Exercise description
Place each line of the records below into a Markdown table with the columns Row and Record line. Number the rows in order and omit any blank lines.

(Dataset rows)

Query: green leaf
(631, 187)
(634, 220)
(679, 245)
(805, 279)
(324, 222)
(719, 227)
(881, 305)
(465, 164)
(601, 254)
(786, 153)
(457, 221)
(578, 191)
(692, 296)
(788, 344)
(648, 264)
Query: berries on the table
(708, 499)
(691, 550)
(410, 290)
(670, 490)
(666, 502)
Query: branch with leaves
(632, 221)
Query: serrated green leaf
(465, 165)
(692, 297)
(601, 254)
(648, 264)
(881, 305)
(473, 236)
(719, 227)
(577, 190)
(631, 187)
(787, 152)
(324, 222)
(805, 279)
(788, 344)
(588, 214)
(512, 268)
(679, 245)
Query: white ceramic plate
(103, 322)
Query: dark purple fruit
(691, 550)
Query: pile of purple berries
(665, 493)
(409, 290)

Response below
| Row | Record line |
|---|---|
| 1 | Query: green leaf |
| 2 | (631, 187) |
| 3 | (634, 220) |
| 4 | (679, 245) |
| 5 | (805, 279) |
| 6 | (324, 222) |
| 7 | (719, 227) |
| 8 | (881, 305) |
| 9 | (465, 164) |
| 10 | (601, 254) |
| 11 | (786, 153) |
| 12 | (457, 221) |
| 13 | (578, 191) |
| 14 | (692, 296) |
| 15 | (788, 344) |
| 16 | (648, 264) |
| 17 | Query: berries on the table |
| 18 | (708, 499) |
| 19 | (691, 550) |
| 20 | (410, 290) |
| 21 | (670, 490) |
| 22 | (666, 502) |
| 23 | Query: branch with leaves |
| 24 | (632, 221) |
| 25 | Query: serrated green leaf |
| 26 | (465, 165) |
| 27 | (692, 297) |
| 28 | (601, 254) |
| 29 | (648, 264) |
| 30 | (881, 305) |
| 31 | (473, 236) |
| 32 | (719, 227) |
| 33 | (577, 190) |
| 34 | (631, 187) |
| 35 | (787, 152) |
| 36 | (324, 222) |
| 37 | (805, 279) |
| 38 | (788, 344) |
| 39 | (588, 214) |
| 40 | (512, 268) |
| 41 | (679, 245) |
| 42 | Query: white ceramic plate |
| 43 | (103, 322) |
| 44 | Query: dark purple fruit |
| 45 | (691, 550) |
| 46 | Query: pile of purple berries |
| 47 | (665, 493) |
| 48 | (409, 290) |